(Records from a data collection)
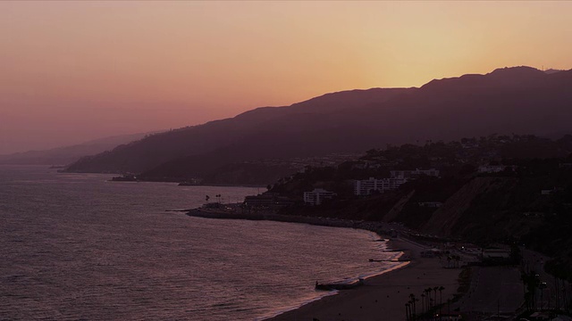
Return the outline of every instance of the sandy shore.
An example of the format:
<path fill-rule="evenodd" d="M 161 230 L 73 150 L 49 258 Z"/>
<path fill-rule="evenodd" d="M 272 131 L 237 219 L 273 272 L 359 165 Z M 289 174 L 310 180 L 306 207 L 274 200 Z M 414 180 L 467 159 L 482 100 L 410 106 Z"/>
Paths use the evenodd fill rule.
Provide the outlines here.
<path fill-rule="evenodd" d="M 269 320 L 405 320 L 405 304 L 410 293 L 420 300 L 425 289 L 443 286 L 442 300 L 446 301 L 457 292 L 460 269 L 443 268 L 443 262 L 437 258 L 421 258 L 424 248 L 405 239 L 392 240 L 391 246 L 405 249 L 411 263 L 368 278 L 363 286 L 341 291 Z M 416 304 L 417 312 L 420 307 L 421 301 Z"/>

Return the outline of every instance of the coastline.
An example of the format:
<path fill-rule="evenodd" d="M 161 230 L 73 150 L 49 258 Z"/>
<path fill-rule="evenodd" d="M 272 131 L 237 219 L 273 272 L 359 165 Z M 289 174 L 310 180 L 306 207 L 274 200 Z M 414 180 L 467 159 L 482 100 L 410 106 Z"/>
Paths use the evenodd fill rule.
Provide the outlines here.
<path fill-rule="evenodd" d="M 408 238 L 398 236 L 395 226 L 383 222 L 352 221 L 327 218 L 302 217 L 273 213 L 237 213 L 234 211 L 206 210 L 195 209 L 189 216 L 219 219 L 273 220 L 318 226 L 358 228 L 376 233 L 380 238 L 393 234 L 386 243 L 387 251 L 401 251 L 398 256 L 401 264 L 380 273 L 368 276 L 365 284 L 349 290 L 325 294 L 304 303 L 299 308 L 277 311 L 273 317 L 260 318 L 267 321 L 287 320 L 403 320 L 405 304 L 413 293 L 421 300 L 424 290 L 443 286 L 442 300 L 452 298 L 458 287 L 460 269 L 444 268 L 437 258 L 422 258 L 425 247 Z M 403 257 L 407 259 L 402 259 Z M 436 295 L 437 298 L 439 295 Z M 417 303 L 417 313 L 421 303 Z M 446 309 L 446 308 L 444 308 Z M 443 309 L 443 313 L 446 309 Z"/>
<path fill-rule="evenodd" d="M 421 258 L 423 247 L 403 238 L 391 241 L 389 246 L 403 248 L 411 260 L 367 278 L 363 286 L 341 291 L 265 320 L 404 320 L 409 294 L 421 299 L 425 289 L 443 286 L 446 301 L 457 293 L 460 269 L 443 268 L 437 258 Z M 417 304 L 419 313 L 421 303 Z"/>

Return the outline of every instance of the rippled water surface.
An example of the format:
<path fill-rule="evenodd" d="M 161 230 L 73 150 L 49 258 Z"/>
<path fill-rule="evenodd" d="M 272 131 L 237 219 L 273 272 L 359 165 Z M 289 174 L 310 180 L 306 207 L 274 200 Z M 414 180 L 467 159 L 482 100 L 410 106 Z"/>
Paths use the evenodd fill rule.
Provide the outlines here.
<path fill-rule="evenodd" d="M 165 210 L 256 188 L 0 166 L 0 319 L 252 320 L 393 263 L 371 233 Z"/>

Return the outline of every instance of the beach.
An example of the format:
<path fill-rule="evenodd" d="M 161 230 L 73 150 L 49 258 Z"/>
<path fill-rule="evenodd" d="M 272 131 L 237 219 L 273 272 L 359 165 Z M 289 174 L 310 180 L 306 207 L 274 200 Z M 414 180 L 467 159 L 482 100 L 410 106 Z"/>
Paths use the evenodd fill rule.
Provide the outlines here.
<path fill-rule="evenodd" d="M 406 256 L 411 259 L 410 263 L 368 278 L 363 286 L 341 291 L 268 320 L 405 320 L 405 304 L 409 300 L 409 294 L 421 300 L 425 289 L 443 286 L 442 301 L 446 302 L 457 293 L 461 269 L 444 268 L 438 258 L 422 258 L 420 252 L 424 247 L 403 238 L 391 240 L 391 246 L 404 249 Z M 439 292 L 436 298 L 439 302 Z M 417 313 L 421 306 L 419 300 Z M 447 312 L 446 307 L 442 312 Z"/>

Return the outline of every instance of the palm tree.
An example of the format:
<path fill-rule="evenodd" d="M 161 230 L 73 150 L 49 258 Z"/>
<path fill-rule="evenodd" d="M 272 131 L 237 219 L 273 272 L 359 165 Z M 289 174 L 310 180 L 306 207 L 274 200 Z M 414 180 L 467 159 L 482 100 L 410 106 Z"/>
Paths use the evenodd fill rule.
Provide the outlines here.
<path fill-rule="evenodd" d="M 421 314 L 425 312 L 425 295 L 421 293 Z"/>
<path fill-rule="evenodd" d="M 431 309 L 431 288 L 426 288 L 425 290 L 425 295 L 427 296 L 427 299 L 425 299 L 425 301 L 427 303 L 427 312 L 429 312 L 429 309 Z"/>
<path fill-rule="evenodd" d="M 413 304 L 413 319 L 415 319 L 416 315 L 417 314 L 417 309 L 416 309 L 416 307 L 415 302 L 418 301 L 419 300 L 416 299 L 415 297 L 415 294 L 413 294 L 413 293 L 409 294 L 409 299 L 411 299 L 411 303 Z"/>
<path fill-rule="evenodd" d="M 405 319 L 410 320 L 409 318 L 409 303 L 405 303 Z"/>
<path fill-rule="evenodd" d="M 435 304 L 437 304 L 437 290 L 439 290 L 439 286 L 433 286 L 433 292 L 434 297 L 435 297 Z"/>

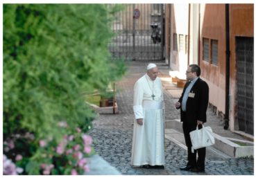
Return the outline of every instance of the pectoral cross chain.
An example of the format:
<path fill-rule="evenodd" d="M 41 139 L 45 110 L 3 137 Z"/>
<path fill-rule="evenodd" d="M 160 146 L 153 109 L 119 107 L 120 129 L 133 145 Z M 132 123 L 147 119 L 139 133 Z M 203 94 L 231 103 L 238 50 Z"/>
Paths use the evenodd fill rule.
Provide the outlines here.
<path fill-rule="evenodd" d="M 155 96 L 154 94 L 152 94 L 151 97 L 152 97 L 153 100 L 155 100 L 154 98 L 155 97 Z"/>

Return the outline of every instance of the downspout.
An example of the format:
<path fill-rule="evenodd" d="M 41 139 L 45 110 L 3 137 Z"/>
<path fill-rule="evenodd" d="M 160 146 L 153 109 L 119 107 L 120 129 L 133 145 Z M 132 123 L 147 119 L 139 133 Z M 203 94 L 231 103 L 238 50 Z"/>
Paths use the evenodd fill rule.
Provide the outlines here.
<path fill-rule="evenodd" d="M 224 129 L 228 129 L 229 127 L 229 107 L 230 107 L 230 9 L 229 4 L 225 4 L 225 105 Z"/>
<path fill-rule="evenodd" d="M 199 3 L 199 6 L 198 6 L 198 66 L 200 66 L 200 3 Z"/>
<path fill-rule="evenodd" d="M 190 46 L 189 46 L 189 39 L 190 39 L 190 3 L 189 3 L 189 32 L 188 32 L 188 35 L 187 35 L 187 66 L 189 65 L 189 48 L 190 48 Z M 186 40 L 186 39 L 185 39 Z"/>

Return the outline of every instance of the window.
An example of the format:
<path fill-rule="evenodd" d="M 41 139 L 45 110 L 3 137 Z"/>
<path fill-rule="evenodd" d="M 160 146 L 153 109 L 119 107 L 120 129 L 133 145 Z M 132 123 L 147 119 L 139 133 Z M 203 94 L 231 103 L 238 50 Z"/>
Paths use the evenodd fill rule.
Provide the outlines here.
<path fill-rule="evenodd" d="M 173 51 L 178 51 L 177 34 L 173 33 Z"/>
<path fill-rule="evenodd" d="M 211 39 L 211 63 L 218 65 L 218 41 Z"/>
<path fill-rule="evenodd" d="M 203 38 L 203 60 L 209 62 L 209 39 Z"/>
<path fill-rule="evenodd" d="M 184 35 L 179 35 L 179 51 L 184 51 Z"/>
<path fill-rule="evenodd" d="M 185 46 L 185 53 L 187 54 L 187 53 L 189 52 L 189 36 L 188 35 L 186 35 L 186 46 Z"/>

Problem details →
Give the lines from the line with "Return the outline of every instance of the palm" through the line with "431 309 L 431", both included, as a Markdown table with the columns Row and Line, leaving out any blank lines.

Answer below →
| Row | Line |
|---|---|
| 1 | Return the outline of every instance of the palm tree. |
| 2 | An example of the format: |
| 3 | <path fill-rule="evenodd" d="M 161 230 L 73 150 L 49 258 Z"/> |
| 4 | <path fill-rule="evenodd" d="M 272 131 L 237 219 L 273 272 L 359 165 Z M 289 174 L 310 180 L 306 207 L 274 200 Z M 414 180 L 467 159 L 482 100 L 410 106 Z"/> |
| 5 | Paths use the evenodd fill rule. |
| 6 | Provide the outlines here. |
| 7 | <path fill-rule="evenodd" d="M 421 314 L 425 312 L 425 295 L 421 293 Z"/> |
| 8 | <path fill-rule="evenodd" d="M 431 309 L 431 288 L 426 288 L 425 290 L 425 295 L 427 296 L 427 299 L 425 299 L 425 301 L 427 303 L 427 312 L 429 312 L 429 309 Z"/> |